PROVIDED PASSAGE:
Abstract

A lexical access using a two-stage algorithm based on the description of the lexicon into two types of units is proposed. To access to a sub-dictionnary, phonetic classes are used to build an HMM. Then this sub-dictionary is modeled by a temporary HMM, with pseudo-diphones units, to produce the recognized word.

An acoustic pre-processing adapted to the pseudo-diphone decomposition and an adequate"HMM Compiler" toolkit are used in this application.

Experiments are made to evaluate this approach with the 500 most frequents words in french language.

I. Introduction

The main problem in large vocabulary continuous speech recognition systems is to reduce the search space without pruning the correct candidate and to perform a rapid search algorithm. Several approaches have been proposed, most of them are based on lexical tree organisation and forward-backward algorithms [1], [2], [3].

We propose a new lexical access strategy for speaker independent isolated word recognition and large vocabulary. We use a two stage decoding algorithm based on the description of the lexicon into two types of units and HMM :

- broad phonetic classes are defined to model the global dictionary as an union of sub-dictionaries. During a first recognition, only a sub dictionary is so exhibated

- pseudo diphone units are the intermediate units of a finer HMM, built on line after each recognized sub dictionary. An ultimate search in this graph gives the word candidate.

Our paper is organized as follows : in section 2, we describe our recognition system. In section 3, we give details about the tools we use to implement our system, the BDLEX lexicon, its organisation and our adequate HMM compiler. Section 4 is devoted to a first experiment and some preliminary results are given.

II The two pass recognition system.

As shown in Figure 1, the present system consists classically on two main modules, the acoustic processing and the linguistic decoder The originality of our work lies upon two points :

- the acoustic parameters are performed after an a priori signal segmentation, each observation vector corresponds to an analysis of a variable length segment ;

- the linguistic decoder is composed of a broad rooted HMM which is made with phonetic classes units.and of a temporary HMM composed of pseudo-diphone units.

Figure 1 : Structure of the speech recognition system

II 1 ) The acoustic pre-processing :

An automatic statistical segmentation is performed without a priori knowledge by the Forward-Backward divergence method [4]. This one produces segments which can be classified into two main categories :

* stationary segments which correspond to the steady part of a phoneme ( when it exists )

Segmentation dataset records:
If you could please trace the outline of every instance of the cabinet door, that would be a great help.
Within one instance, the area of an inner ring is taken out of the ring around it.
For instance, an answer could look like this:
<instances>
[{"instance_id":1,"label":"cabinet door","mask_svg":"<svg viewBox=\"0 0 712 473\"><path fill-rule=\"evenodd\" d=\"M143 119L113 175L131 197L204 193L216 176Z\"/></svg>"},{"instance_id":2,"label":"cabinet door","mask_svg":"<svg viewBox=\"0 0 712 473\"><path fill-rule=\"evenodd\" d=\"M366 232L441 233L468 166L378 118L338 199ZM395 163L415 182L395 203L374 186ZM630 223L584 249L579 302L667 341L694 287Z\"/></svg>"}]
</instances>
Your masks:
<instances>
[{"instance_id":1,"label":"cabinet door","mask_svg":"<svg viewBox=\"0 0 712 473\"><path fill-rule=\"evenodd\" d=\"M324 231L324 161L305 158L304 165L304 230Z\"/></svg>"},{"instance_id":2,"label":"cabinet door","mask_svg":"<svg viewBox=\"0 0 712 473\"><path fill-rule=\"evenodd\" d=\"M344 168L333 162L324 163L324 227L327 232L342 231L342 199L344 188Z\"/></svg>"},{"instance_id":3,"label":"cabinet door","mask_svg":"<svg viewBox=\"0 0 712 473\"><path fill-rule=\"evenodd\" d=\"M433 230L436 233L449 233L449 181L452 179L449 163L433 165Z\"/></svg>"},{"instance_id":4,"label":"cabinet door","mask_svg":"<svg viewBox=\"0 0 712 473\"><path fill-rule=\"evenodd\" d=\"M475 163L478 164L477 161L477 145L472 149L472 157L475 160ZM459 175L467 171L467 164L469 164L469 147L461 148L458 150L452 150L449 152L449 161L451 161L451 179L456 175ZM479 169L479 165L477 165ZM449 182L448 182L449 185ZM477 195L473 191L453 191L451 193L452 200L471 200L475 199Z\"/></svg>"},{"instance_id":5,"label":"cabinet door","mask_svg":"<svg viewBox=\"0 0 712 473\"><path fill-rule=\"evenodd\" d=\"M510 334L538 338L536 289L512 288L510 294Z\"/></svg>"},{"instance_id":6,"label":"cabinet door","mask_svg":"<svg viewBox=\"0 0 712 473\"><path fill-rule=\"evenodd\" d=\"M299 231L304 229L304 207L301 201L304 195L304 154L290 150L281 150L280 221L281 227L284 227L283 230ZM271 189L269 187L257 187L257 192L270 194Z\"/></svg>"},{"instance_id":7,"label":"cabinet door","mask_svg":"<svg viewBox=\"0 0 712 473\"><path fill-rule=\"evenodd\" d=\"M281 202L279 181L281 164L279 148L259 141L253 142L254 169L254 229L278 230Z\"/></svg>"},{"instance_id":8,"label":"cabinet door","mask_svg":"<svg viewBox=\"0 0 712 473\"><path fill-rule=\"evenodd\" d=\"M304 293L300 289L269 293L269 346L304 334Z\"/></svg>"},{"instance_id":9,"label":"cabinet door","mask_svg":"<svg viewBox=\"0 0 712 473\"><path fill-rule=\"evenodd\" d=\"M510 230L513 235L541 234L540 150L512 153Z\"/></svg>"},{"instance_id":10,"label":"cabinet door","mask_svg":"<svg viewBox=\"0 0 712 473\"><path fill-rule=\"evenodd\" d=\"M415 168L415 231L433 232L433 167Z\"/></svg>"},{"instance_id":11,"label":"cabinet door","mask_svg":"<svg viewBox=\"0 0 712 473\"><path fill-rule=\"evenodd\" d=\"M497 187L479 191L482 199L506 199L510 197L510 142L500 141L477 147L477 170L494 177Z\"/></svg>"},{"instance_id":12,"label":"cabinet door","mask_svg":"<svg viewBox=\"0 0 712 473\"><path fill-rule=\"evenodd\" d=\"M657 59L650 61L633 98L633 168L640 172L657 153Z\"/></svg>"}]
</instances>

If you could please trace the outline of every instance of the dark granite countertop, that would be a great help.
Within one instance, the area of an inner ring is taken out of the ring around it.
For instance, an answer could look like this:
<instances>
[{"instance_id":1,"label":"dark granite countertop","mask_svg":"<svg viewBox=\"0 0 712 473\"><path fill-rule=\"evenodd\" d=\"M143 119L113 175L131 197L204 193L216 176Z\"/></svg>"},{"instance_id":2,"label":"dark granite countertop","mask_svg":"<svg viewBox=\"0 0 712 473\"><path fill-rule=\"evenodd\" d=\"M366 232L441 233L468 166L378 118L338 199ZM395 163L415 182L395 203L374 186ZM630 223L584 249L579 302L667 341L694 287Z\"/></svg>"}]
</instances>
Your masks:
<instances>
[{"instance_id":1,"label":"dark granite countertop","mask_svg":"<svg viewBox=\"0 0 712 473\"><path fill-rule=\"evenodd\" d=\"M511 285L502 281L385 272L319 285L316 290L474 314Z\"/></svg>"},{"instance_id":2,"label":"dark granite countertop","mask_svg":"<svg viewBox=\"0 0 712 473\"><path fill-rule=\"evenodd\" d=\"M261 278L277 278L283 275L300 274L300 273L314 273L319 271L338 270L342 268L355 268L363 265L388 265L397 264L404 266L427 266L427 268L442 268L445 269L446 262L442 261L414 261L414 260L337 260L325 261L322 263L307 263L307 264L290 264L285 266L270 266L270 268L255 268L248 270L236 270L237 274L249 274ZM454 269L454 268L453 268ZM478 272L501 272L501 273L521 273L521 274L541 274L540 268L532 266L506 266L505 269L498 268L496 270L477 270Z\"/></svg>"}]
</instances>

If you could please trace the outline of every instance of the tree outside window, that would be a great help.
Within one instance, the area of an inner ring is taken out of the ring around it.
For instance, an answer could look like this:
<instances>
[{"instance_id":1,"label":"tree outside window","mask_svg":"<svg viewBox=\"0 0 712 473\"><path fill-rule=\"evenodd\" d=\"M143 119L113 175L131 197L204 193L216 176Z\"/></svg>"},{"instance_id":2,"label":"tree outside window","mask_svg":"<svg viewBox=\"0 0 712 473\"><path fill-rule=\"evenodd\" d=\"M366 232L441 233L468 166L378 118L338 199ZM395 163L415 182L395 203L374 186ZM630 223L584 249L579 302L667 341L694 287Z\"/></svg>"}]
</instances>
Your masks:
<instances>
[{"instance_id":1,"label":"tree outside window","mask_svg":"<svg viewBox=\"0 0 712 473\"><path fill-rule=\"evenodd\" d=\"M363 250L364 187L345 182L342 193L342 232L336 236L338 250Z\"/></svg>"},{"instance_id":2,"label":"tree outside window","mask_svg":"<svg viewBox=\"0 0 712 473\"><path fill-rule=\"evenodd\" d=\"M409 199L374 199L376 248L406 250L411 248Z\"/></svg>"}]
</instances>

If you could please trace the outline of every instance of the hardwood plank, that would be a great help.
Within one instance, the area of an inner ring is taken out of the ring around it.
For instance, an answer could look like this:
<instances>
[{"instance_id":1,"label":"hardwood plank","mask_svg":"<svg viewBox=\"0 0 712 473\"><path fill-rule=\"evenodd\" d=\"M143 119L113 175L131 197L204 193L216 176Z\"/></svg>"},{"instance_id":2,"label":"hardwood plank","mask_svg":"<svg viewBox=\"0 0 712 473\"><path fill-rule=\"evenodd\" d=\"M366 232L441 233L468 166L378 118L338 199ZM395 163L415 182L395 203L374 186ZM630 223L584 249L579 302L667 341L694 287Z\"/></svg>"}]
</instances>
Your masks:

WHAT THIS TASK INVOLVES: According to the speech recognition paper, which method carries out the automatic statistical segmentation in the acoustic pre-processing?

OUTPUT FOR THIS TASK: The Forward-Backward divergence method.